+++ SOURCE PASSAGE
There has been much debate in the Sikh diaspora over how far the current Kisaan Andolan can be viewed as a continuation of the struggles of the 1980s, in which some Sikhs strived for greater autonomy and parity of treatment within India while others demanded a Sikh nation: Khalistan. Indira Gandhi’s second partition of Panjab into three states (Panjab, Haryana and Himachal Pradesh); her denial of the rights of Sikhs and Panjabis; her assault on Sri Harimandir Sahib (the holiest site for Sikhs) when it was occupied by separatists in 1984’s Operation Bluestar; her ruthless attacks on Sikh gurdware in Operation Black Thunder; her assasination by Sikh bodyguards and subsequent anti-Sikh pogroms across Delhi – the bloody scars left by these traumas have in different contexts stoked or suppressed calls for Khalistan by India’s Sikhs. While the extent of genuine Khalistani sentiment in Kisaan Andolan today is debatable – particularly given the recent prominence of Hindu farmers from Uttar Pradesh in joining the movement in their thousands – an often-overlooked element of Kisaan Andolan that Khalistanis have correctly identified is that these new laws are part of long-term process of centralisation that goes back decades, orchestrated by both Congress and BJP governments.

Insofar as Kisaan Andolan can be partially read as a revolt against Hindutva, parallels have been drawn between Kisaan Andolan and the Shaheen Bagh protests of 2019, in which Muslim women led the charge against the Citizenship Amendment Act that discriminated against Muslims. This framing makes sense, but it’s also important to bear in mind that at least some of the jatt farmers of the current movement have been implicated in caste-based violence against Dalit Muslim labourers in the past, particularly in Uttar Pradesh. It’s also vital to remember that adivasi (indigenous, sometimes referred to as “tribal”) farmers have long been fighting dispossession from their lands at the hands of mining multinationals and dam-construction projects. The current Kisaan Andolan _seems to have prompted many _jatt farmers to understand that their struggle is alongside these dispossessed groups – and against the instruments of neocolonialism (World Bank, WTO, IMF etc), the Hindutva state, and homegrown multinationals.
++++++
+++ DATASET CONTENT
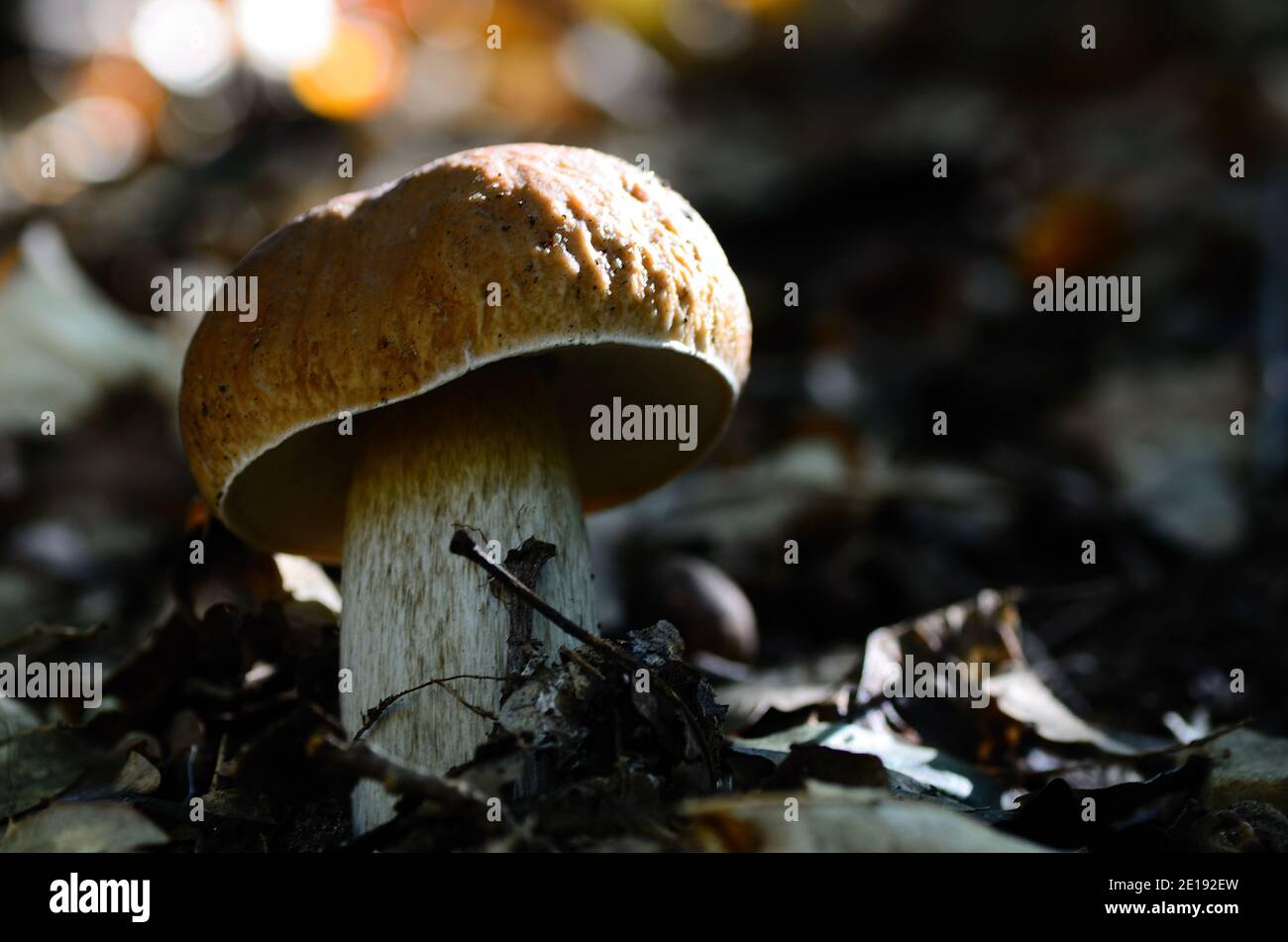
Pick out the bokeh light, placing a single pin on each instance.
++++++
**TASK ITEM**
Write the next paragraph of the piece on the Kisaan Andolan farmers' protest, picking up right after its last sentence.

**ANSWER TO THIS PROBLEM**
The Kisaan Andolan has remained strong for over a year, but the situation they face is dire. International solidarity from Global North governments has remained restricted to pleas for human rights to be respected with regards to policing dissent – it is not in “our” interests for the laws themselves to be repealed, implicated as “we” are in the neocolonial systems of globalised food procurement. Covid-19 rates have surged in India, and vaccine-nationalism and the lack of adequate healthcare provision has seen death rates soar, in a chilling example of global necropolitics. Splits between activists involved in the occupation of the Red Fort and those who blame them for enabling Modi’s “anti-national” smear-campaign are growing wider. And yet, resistance is the only option for those whose lives will be further decimated by the unimpeded implementation of Modi’s new laws. In the face of brutal violence and a pandemic, they are facing down both the forces of Hindutva and of global capital in a fight for survival.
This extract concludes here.